Job:
Everything from the line containing "of the pedestrian" to the last line of the records must be returned verbatim; nothing else belongs in the output.

Supplied information:
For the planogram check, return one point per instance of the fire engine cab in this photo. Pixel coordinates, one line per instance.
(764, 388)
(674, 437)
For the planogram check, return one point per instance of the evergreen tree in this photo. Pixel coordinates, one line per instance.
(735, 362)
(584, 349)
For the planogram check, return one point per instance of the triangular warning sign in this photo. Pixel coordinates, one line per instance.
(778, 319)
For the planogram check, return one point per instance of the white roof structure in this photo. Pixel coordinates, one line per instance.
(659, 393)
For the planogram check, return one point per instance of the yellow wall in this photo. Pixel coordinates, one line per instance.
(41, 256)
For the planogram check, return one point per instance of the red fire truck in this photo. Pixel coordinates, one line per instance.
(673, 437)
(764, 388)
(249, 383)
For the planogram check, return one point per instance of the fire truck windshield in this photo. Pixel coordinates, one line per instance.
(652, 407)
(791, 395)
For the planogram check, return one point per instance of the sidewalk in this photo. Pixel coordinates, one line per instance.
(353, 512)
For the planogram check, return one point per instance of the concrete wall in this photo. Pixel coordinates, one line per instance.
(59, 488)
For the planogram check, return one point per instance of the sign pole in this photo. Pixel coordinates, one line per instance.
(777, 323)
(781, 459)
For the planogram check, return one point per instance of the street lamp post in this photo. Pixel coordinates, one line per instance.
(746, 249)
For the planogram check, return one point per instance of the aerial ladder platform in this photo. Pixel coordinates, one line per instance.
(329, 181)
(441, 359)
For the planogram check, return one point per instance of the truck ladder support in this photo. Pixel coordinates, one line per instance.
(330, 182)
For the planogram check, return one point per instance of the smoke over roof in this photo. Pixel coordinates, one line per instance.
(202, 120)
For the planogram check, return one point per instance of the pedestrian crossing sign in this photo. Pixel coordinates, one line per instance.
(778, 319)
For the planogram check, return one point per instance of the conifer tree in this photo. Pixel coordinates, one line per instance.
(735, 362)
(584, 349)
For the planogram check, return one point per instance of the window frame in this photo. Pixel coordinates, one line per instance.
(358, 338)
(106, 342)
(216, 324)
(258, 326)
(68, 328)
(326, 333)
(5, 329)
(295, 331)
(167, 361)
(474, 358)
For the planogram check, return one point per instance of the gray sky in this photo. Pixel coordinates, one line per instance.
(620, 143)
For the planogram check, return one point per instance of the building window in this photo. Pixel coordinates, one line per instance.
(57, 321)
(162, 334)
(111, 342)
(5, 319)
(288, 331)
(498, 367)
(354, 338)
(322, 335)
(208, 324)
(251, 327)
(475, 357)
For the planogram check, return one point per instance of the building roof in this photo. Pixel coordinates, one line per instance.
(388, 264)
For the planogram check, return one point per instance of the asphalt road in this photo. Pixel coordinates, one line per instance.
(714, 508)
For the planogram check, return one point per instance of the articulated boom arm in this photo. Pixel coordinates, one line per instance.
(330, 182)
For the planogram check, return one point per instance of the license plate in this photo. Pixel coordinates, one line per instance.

Answer:
For the planogram check, return one point per instance of the pedestrian crossing sign in this photo. Pixel coordinates, one line per instance.
(778, 319)
For the planogram check, return one point per instance of the conifer tree in this photo. Pixel coordinates, one line per instance.
(735, 362)
(584, 349)
For the planogram check, return one point per instance of the window frame in this photo. Pixel coordinates, one line per instance.
(358, 338)
(106, 342)
(216, 324)
(258, 326)
(68, 328)
(326, 333)
(5, 329)
(295, 331)
(167, 361)
(474, 358)
For the planogram check, return one point per instance of the gray sky in this photo. Pixel coordinates, one line per instance.
(620, 143)
For the planogram check, return one point per instance of the building window in this photo. Pixel coordinates, one line per instance.
(57, 321)
(162, 334)
(111, 342)
(5, 319)
(288, 331)
(498, 367)
(354, 338)
(322, 335)
(208, 324)
(251, 327)
(475, 357)
For the planogram check, return one point per instance of the building roof in this photo. Pixel coordinates, one line per instance.
(388, 264)
For the planogram check, return one point per instance of the asphalt road in this photo. Pixel coordinates, one line per instance.
(714, 508)
For the planogram check, return one point per instance of the articulated boom arm in this photo. Pixel coordinates, one line per instance.
(330, 182)
For the planogram check, return one point per instance of the license plate in this photo. Pixel coordinates, one line per instance.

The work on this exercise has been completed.